Given problem: Convert the listing below into a Markdown table with the columns Row and Text. Number each line in order under Row, put the line itself under Text, and leave out any blank lines.

Extracted entries:
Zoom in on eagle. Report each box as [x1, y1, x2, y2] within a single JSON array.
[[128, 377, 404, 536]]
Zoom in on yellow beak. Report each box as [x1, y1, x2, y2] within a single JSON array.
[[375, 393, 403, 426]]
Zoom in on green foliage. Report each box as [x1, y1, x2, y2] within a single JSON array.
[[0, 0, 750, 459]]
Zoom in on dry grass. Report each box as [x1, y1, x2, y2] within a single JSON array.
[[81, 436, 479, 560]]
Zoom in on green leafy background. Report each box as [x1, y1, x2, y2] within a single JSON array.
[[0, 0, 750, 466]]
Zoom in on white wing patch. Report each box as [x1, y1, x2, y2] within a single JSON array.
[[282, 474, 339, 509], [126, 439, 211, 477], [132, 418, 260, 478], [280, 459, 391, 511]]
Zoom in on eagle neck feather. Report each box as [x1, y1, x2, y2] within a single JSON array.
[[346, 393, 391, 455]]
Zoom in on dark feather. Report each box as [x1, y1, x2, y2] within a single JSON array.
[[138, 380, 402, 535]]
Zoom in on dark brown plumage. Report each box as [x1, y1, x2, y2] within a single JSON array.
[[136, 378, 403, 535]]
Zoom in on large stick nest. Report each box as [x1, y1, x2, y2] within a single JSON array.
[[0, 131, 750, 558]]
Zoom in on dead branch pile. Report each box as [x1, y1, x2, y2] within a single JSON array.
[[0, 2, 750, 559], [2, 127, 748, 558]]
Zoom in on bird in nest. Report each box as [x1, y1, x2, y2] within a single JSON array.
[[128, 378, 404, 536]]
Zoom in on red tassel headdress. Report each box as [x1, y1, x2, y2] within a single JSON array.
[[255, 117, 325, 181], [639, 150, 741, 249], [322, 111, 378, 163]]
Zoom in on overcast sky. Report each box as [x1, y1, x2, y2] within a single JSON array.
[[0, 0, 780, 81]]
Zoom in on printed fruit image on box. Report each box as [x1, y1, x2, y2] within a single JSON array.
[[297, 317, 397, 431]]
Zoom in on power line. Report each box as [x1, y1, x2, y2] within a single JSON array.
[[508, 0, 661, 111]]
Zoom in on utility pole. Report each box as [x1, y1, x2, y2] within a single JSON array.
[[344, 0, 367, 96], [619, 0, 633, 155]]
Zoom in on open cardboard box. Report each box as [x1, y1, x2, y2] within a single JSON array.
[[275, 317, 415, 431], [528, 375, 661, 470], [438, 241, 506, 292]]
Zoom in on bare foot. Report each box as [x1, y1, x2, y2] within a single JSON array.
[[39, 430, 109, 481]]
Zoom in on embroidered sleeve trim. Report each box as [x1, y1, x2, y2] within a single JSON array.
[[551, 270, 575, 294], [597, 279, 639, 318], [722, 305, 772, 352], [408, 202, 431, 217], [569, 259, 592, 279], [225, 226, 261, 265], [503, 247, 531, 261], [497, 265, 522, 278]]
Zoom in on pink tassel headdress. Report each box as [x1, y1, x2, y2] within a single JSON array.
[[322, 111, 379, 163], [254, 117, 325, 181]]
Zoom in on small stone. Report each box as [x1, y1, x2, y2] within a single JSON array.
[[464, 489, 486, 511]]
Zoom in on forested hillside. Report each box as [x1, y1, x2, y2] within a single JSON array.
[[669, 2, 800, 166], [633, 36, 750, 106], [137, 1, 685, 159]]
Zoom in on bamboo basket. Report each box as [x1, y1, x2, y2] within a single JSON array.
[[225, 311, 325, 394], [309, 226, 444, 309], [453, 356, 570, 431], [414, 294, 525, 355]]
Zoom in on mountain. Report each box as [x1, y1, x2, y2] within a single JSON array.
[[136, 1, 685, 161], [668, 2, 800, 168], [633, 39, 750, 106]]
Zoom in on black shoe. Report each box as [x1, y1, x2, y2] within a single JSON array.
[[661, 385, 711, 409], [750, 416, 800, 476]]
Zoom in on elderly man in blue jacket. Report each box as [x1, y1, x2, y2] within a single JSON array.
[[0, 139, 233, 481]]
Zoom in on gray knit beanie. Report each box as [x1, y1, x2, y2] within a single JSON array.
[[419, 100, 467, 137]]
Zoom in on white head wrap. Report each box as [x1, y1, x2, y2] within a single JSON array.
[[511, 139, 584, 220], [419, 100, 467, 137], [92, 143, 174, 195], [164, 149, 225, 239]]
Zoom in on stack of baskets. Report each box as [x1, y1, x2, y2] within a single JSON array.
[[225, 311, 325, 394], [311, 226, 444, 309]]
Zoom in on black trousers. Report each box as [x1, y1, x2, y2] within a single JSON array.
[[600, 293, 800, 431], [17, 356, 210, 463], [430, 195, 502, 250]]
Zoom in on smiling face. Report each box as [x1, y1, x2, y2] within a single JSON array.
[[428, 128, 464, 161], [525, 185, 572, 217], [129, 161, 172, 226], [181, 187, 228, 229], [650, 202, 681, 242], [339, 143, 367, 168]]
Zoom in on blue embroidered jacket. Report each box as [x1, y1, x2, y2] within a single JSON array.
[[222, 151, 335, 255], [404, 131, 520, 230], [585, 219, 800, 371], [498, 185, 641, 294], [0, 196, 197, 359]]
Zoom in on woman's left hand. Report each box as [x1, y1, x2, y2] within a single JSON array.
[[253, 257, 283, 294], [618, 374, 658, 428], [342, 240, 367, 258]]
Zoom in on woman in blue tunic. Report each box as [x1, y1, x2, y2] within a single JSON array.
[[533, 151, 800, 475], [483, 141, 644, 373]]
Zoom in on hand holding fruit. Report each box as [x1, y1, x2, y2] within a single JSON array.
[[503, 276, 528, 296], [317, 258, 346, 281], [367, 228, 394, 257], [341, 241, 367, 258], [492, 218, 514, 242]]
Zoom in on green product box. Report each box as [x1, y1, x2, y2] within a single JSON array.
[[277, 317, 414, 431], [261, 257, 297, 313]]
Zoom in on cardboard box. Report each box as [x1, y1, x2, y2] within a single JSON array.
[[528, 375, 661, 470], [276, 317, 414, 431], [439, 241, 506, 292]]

Result:
| Row | Text |
|---|---|
| 1 | Zoom in on eagle. Report each box as [x1, y1, x2, y2] within a single JSON array. |
| 2 | [[128, 377, 404, 536]] |
| 3 | Zoom in on yellow beak. Report each box as [x1, y1, x2, y2] within a single JSON array. |
| 4 | [[375, 393, 403, 426]] |
| 5 | Zoom in on green foliage. Report each box as [x1, y1, x2, y2] within a single JSON array. |
| 6 | [[0, 0, 750, 459]] |
| 7 | Zoom in on dry grass. Report each box as [x1, y1, x2, y2] within a single JSON array. |
| 8 | [[81, 436, 479, 560]] |
| 9 | Zoom in on green leafy background. Report each box as [x1, y1, x2, y2] within a single JSON array. |
| 10 | [[0, 0, 750, 466]] |
| 11 | Zoom in on white wing patch. Report each box as [x1, y1, x2, y2] within a single JSON array. |
| 12 | [[282, 474, 339, 509], [126, 439, 211, 477], [132, 418, 260, 478], [280, 459, 391, 511]] |
| 13 | Zoom in on eagle neck feather. Report each box as [x1, y1, x2, y2] within a single JSON array. |
| 14 | [[346, 393, 391, 455]] |
| 15 | Zoom in on dark feather. Report each box as [x1, y1, x2, y2] within a single JSON array. |
| 16 | [[138, 380, 402, 535]] |
| 17 | Zoom in on dark brown plumage. Report each box as [x1, y1, x2, y2] within a single JSON array. |
| 18 | [[136, 378, 403, 535]] |
| 19 | Zoom in on large stick nest. Report each box as [x1, y1, x2, y2] within a single JSON array. |
| 20 | [[0, 131, 750, 558]] |
| 21 | Zoom in on dead branch pile. Report each box as [x1, y1, x2, y2] within a single JSON array. |
| 22 | [[0, 2, 750, 559], [2, 127, 748, 558]] |
| 23 | Zoom in on bird in nest. Report each box as [x1, y1, x2, y2] within a single JSON array. |
| 24 | [[128, 378, 404, 536]] |
| 25 | Zoom in on red tassel headdress. Report each box as [x1, y1, x2, y2] within a single JSON array. |
| 26 | [[255, 117, 325, 181], [639, 150, 741, 249], [322, 111, 378, 163]] |
| 27 | Zoom in on overcast sky. Report each box as [x1, y1, x2, y2] within a single JSON array. |
| 28 | [[0, 0, 780, 81]] |
| 29 | Zoom in on printed fruit image on box. Report each box as [x1, y1, x2, y2] within a single JSON array. |
| 30 | [[297, 317, 397, 431]] |
| 31 | Zoom in on power line. Report each box as [x1, y1, x2, y2] within a single JSON array. |
| 32 | [[508, 0, 661, 111]] |
| 33 | Zoom in on utility pole. Report each box as [x1, y1, x2, y2] within a single JSON array. |
| 34 | [[344, 0, 367, 96], [619, 0, 633, 155]] |
| 35 | Zoom in on open cardboard box. Report each box as [x1, y1, x2, y2] within a single JSON array. |
| 36 | [[275, 317, 415, 431], [528, 375, 661, 470], [438, 241, 506, 292]] |
| 37 | Zoom in on bare foot. Report each box as [x1, y1, x2, y2] within a single JSON array. |
| 38 | [[39, 430, 109, 481]] |
| 39 | Zoom in on embroidered sleeve trim. Report each box as [x1, y1, x2, y2] within a single JSON array. |
| 40 | [[551, 270, 575, 294], [597, 279, 639, 318], [722, 305, 772, 352], [408, 202, 431, 217], [569, 259, 592, 279], [225, 226, 261, 265], [503, 247, 531, 261], [497, 265, 522, 278]] |
| 41 | Zoom in on pink tassel headdress. Report each box as [x1, y1, x2, y2] within a single JSON array. |
| 42 | [[322, 111, 379, 163], [254, 117, 325, 181]] |
| 43 | Zoom in on small stone. Report each box as [x1, y1, x2, y2] within a single JSON array. |
| 44 | [[464, 489, 486, 511]] |
| 45 | Zoom in on forested hillside. Report each box as [x1, y1, x2, y2] within a single JSON array. |
| 46 | [[669, 2, 800, 166], [633, 36, 750, 106], [137, 1, 685, 159]] |
| 47 | Zoom in on bamboo basket. Report each box as [x1, y1, x2, y2] within a single JSON array. |
| 48 | [[225, 311, 325, 394], [309, 226, 444, 309], [453, 356, 570, 431], [414, 294, 525, 355]] |
| 49 | Zoom in on mountain. Report each box as [x1, y1, x2, y2] within a single JSON array. |
| 50 | [[136, 1, 685, 161], [668, 2, 800, 168], [633, 39, 750, 106]] |
| 51 | Zoom in on black shoe. Report each box as [x1, y1, x2, y2] within a single JSON array. |
| 52 | [[661, 385, 711, 409], [750, 416, 800, 476]] |
| 53 | Zoom in on elderly man in blue jacket. Report each box as [x1, y1, x2, y2] within a single JSON array. |
| 54 | [[0, 139, 233, 481]] |
| 55 | Zoom in on gray knit beanie. Report each box as [x1, y1, x2, y2] within a single JSON array. |
| 56 | [[419, 100, 467, 137]] |
| 57 | Zoom in on white head wrap. Report each box as [x1, y1, x2, y2] within a single JSON array. |
| 58 | [[511, 139, 584, 220], [419, 100, 467, 137], [92, 143, 174, 195], [164, 149, 225, 239]] |
| 59 | Zoom in on stack of baskets. Report each box as [x1, y1, x2, y2] within a single JSON array. |
| 60 | [[225, 311, 325, 394], [311, 226, 444, 309]] |
| 61 | Zoom in on black trousers. Report each box as [x1, y1, x2, y2] within a single JSON array. |
| 62 | [[600, 293, 800, 431], [17, 356, 210, 463], [430, 195, 502, 250]] |
| 63 | Zoom in on smiling face. Report each box as [x1, y1, x2, y2] within a single JSON array. |
| 64 | [[428, 128, 464, 161], [525, 185, 572, 217], [129, 161, 172, 226], [181, 187, 228, 229], [650, 202, 681, 242], [339, 143, 367, 168]] |
| 65 | Zoom in on blue embroidered jacket. Report each box as [x1, y1, x2, y2] within a single JSON array. |
| 66 | [[222, 151, 335, 255], [404, 131, 520, 230], [585, 219, 800, 371], [498, 185, 641, 294], [0, 196, 197, 359]] |
| 67 | Zoom in on woman's left hand. Report each box as [x1, y1, x2, y2] within a single JSON array. |
| 68 | [[253, 257, 283, 294], [618, 374, 658, 428], [342, 240, 367, 258]] |
| 69 | Zoom in on woman in blue tunic. Report each box as [x1, y1, x2, y2] within a single JSON array. |
| 70 | [[533, 151, 800, 475], [483, 141, 644, 373]] |
| 71 | Zoom in on hand holding fruit. Report each box as [x1, y1, x2, y2] within a single JSON array. |
| 72 | [[503, 276, 528, 296], [317, 258, 346, 281], [367, 228, 394, 257], [341, 241, 367, 258], [492, 218, 514, 242]] |
| 73 | Zoom in on green product box. Report each box as [x1, y1, x2, y2] within a single JSON array. |
| 74 | [[277, 317, 414, 431], [261, 257, 297, 313]] |
| 75 | Zoom in on cardboard box. Report each box as [x1, y1, x2, y2] within a single JSON array. |
| 76 | [[528, 375, 661, 470], [276, 317, 414, 431], [439, 241, 506, 292]] |